**What you are asked to do**
Aside from the pictures, the entries should be given again exactly.

**Data for this task**
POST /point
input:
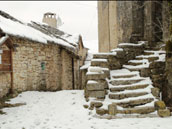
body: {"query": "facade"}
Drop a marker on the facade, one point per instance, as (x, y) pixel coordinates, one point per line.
(48, 59)
(130, 21)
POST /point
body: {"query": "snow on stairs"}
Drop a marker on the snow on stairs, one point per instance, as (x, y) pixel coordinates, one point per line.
(132, 94)
(127, 93)
(96, 77)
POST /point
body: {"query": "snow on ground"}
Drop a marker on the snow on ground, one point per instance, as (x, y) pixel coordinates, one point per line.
(92, 45)
(64, 110)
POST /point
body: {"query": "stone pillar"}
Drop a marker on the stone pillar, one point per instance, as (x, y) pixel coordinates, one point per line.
(137, 21)
(167, 88)
(165, 20)
(103, 26)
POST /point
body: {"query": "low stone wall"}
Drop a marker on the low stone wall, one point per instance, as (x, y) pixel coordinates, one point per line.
(167, 88)
(124, 53)
(5, 83)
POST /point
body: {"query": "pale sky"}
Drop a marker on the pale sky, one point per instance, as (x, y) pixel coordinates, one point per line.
(78, 16)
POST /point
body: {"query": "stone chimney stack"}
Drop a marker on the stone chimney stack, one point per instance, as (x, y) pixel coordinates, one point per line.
(50, 19)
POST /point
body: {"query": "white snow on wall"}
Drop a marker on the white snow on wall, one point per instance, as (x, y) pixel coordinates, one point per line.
(22, 30)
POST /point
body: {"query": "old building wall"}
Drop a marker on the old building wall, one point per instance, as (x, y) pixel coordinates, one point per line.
(113, 24)
(5, 70)
(124, 21)
(128, 21)
(5, 83)
(36, 66)
(103, 26)
(67, 81)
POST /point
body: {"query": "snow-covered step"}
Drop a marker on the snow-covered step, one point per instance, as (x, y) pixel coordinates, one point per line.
(148, 53)
(103, 55)
(100, 62)
(138, 110)
(134, 63)
(149, 57)
(136, 68)
(131, 87)
(126, 81)
(124, 76)
(134, 102)
(126, 95)
(95, 76)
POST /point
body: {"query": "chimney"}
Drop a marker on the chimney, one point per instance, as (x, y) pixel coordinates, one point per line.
(50, 19)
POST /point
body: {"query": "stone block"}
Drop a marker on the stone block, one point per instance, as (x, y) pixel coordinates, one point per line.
(96, 104)
(96, 76)
(95, 86)
(157, 65)
(145, 72)
(164, 112)
(96, 94)
(155, 92)
(159, 105)
(101, 111)
(112, 109)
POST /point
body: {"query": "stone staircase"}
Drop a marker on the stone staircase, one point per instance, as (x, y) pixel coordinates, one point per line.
(127, 91)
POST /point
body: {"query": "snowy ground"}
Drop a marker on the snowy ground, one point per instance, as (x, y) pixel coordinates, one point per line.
(64, 110)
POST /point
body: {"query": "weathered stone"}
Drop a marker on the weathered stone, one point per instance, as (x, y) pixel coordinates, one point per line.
(95, 86)
(159, 105)
(96, 104)
(139, 110)
(100, 64)
(157, 65)
(157, 71)
(115, 89)
(164, 112)
(125, 82)
(127, 95)
(155, 92)
(96, 76)
(133, 103)
(85, 106)
(112, 109)
(135, 63)
(145, 72)
(96, 94)
(100, 56)
(124, 76)
(101, 111)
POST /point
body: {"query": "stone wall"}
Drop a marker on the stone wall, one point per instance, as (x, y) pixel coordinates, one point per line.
(167, 89)
(103, 26)
(39, 66)
(129, 21)
(5, 83)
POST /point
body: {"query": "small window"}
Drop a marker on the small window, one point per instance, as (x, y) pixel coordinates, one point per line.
(0, 59)
(43, 65)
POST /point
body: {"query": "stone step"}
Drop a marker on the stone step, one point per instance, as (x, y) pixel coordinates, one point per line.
(100, 56)
(133, 103)
(132, 87)
(135, 69)
(125, 82)
(96, 94)
(96, 85)
(150, 59)
(148, 53)
(100, 62)
(126, 95)
(95, 76)
(137, 110)
(124, 76)
(134, 63)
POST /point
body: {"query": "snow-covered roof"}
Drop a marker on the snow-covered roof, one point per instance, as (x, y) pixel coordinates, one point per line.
(38, 32)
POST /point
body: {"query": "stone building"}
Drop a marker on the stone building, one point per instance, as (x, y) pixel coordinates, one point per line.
(130, 21)
(36, 56)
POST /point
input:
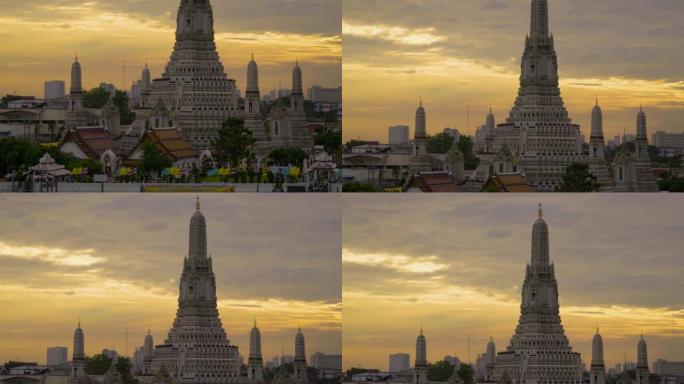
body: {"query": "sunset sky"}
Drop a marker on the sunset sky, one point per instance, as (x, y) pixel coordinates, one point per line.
(40, 38)
(115, 260)
(456, 266)
(457, 54)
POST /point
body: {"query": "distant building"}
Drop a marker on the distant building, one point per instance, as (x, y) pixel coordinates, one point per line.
(57, 356)
(453, 132)
(328, 362)
(110, 88)
(322, 95)
(668, 140)
(399, 362)
(668, 368)
(453, 360)
(112, 354)
(398, 134)
(54, 89)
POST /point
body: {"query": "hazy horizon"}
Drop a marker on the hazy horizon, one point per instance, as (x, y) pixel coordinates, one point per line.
(114, 262)
(456, 267)
(105, 34)
(464, 54)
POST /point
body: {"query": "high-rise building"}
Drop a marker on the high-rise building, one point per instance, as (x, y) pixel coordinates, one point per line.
(538, 128)
(399, 362)
(299, 375)
(318, 94)
(420, 369)
(539, 350)
(326, 362)
(597, 375)
(197, 344)
(54, 89)
(255, 366)
(668, 368)
(194, 84)
(57, 356)
(77, 375)
(398, 134)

**Result below**
POST /point
input:
body: {"query": "facade"}
Drop a marker on the facade, one point per instance, as (x, y) pixel coordinates, one point per line.
(48, 59)
(130, 21)
POST /point
body: {"query": "snow on stairs"}
Drop a marker on the snow on stairs, one point per instance, as (x, y) pixel coordinates, one point per line.
(132, 94)
(127, 93)
(96, 77)
POST /point
body: {"query": "snow on ground"}
Drop a marker on the snow on ground, one point per instance, as (x, y) pixel coordinates, one point per line.
(92, 45)
(64, 110)
POST /point
body: {"query": "stone pillar"}
Drop a marker on the stone pillar, one point per instance, as (x, y) pixel coordinates, one point per line.
(137, 21)
(167, 88)
(165, 20)
(103, 26)
POST /point
body: {"query": "low stone wall"}
Drop a marker on the low stone wall, one point per instance, as (x, y) pixel coordinates, one point per line.
(167, 88)
(124, 53)
(5, 83)
POST /point
body: {"query": "pale sky"}
Drop a marker on the pale sky, one point per instance, as (x, y) pixel coordinates, one point per line.
(78, 16)
POST /point
body: {"query": "stone chimney stack"}
Drop a marker on the stone chimney stack, one point per instance, as (x, y) pixel coordinates, one point per line.
(50, 19)
POST /point
body: {"query": "white snow on wall"}
Drop a marker on the white snow on wall, one point per instance, as (x, y) pixel coordinates, one point per line.
(22, 30)
POST /point
body: {"query": "old building wall"}
Drop a marker on the old building wall, one point per instance, as (x, y) pixel coordinates, one point per line.
(113, 24)
(5, 70)
(124, 21)
(128, 21)
(5, 83)
(36, 66)
(103, 26)
(67, 81)
POST /point
body: {"query": "snow-covered step"}
Drop a marker on the snow-covered step, one point per instance, as (x, y) pixel coordinates, one point per line.
(148, 53)
(103, 55)
(100, 62)
(138, 110)
(134, 63)
(149, 57)
(136, 68)
(131, 87)
(126, 81)
(124, 76)
(134, 102)
(126, 95)
(95, 76)
POST /point
body: {"query": "chimney"}
Drop a marker on the chimney, one point per instance, as (x, y) pixel coordinates, one point per line.
(50, 19)
POST /point
body: {"query": "stone block"}
Drop a marker on the stone block, one point per instance, as (x, y) pixel coordinates, one point per line.
(96, 104)
(96, 76)
(95, 86)
(157, 65)
(145, 72)
(164, 112)
(96, 94)
(155, 92)
(159, 105)
(101, 111)
(112, 109)
POST /point
body: {"query": "stone staircase"}
Drop a marker on the stone staircase, one point per instance, as (x, y) pixel coordinates, one point per line.
(127, 91)
POST /point
body: {"query": "snowy ground"}
Drop a marker on the snowy ground, one point per instance, as (x, y) pixel coordinates, one point per line.
(64, 110)
POST /point
body: {"query": "weathered stone"}
Drop a marker on the weathered stone, one point per instance, as (x, y) pixel coordinates, one point per line.
(95, 86)
(159, 105)
(96, 104)
(139, 110)
(100, 64)
(157, 65)
(157, 71)
(115, 89)
(164, 112)
(125, 82)
(127, 95)
(155, 92)
(96, 76)
(133, 103)
(85, 106)
(112, 109)
(135, 63)
(145, 72)
(96, 94)
(100, 56)
(124, 76)
(101, 111)
POST /point
body: {"query": "stone wall"}
Drop a marker on the stone wall, one point per instance, as (x, y) pixel coordinates, one point per line.
(167, 89)
(103, 26)
(39, 66)
(129, 21)
(5, 83)
POST /point
body: {"query": "small window"}
Drop a marker on the small window, one point per instance, as (x, y) pixel coordinates, one point per line.
(0, 59)
(43, 65)
POST /point
body: {"query": "stone step"}
Drop a marker on the stone step, one point per instance, as (x, y) pixel coordinates, one point per line.
(100, 56)
(133, 103)
(132, 87)
(135, 69)
(125, 82)
(96, 94)
(96, 85)
(150, 59)
(148, 53)
(100, 62)
(126, 95)
(95, 76)
(137, 110)
(124, 76)
(134, 63)
POST /point
body: {"query": "snow-covered roof"}
Drop a marker on the snow-covered roof, one point per instance, as (x, y) pixel coordinates, one point per line.
(38, 32)
POST /point
body: {"query": "stone building"}
Drop a marker on the stone building, one point per instance, as (x, y) pixel coordinates, one point per line.
(130, 21)
(36, 56)
POST /point
input:
body: {"query": "sunset sky"}
Drop a marker on the sunset sky, one point per instance, as (x, y) pixel coordinates, one point per line.
(40, 38)
(115, 260)
(456, 266)
(457, 54)
POST /point
body: {"query": "distant building"}
Drop a marker on the distant building, one point per instance, as (x, y) pixel coordinates, one point per line.
(57, 356)
(453, 132)
(328, 362)
(110, 88)
(322, 95)
(668, 140)
(399, 362)
(668, 368)
(453, 360)
(112, 354)
(398, 134)
(54, 89)
POST /point
body: {"query": "hazy horizon"}
Drop a marker on the hazy horizon, one point per instance, as (x, y) pixel coordinates, one point per line.
(114, 262)
(456, 267)
(105, 34)
(464, 54)
POST /point
body: {"query": "high-rise building"}
Drop a marker on the high-rise building, one point per instance, as (x, y) pixel coordinates, one point per line.
(538, 128)
(399, 362)
(299, 375)
(318, 94)
(420, 369)
(539, 350)
(326, 362)
(597, 375)
(197, 344)
(54, 89)
(255, 366)
(668, 368)
(194, 84)
(57, 356)
(77, 375)
(398, 134)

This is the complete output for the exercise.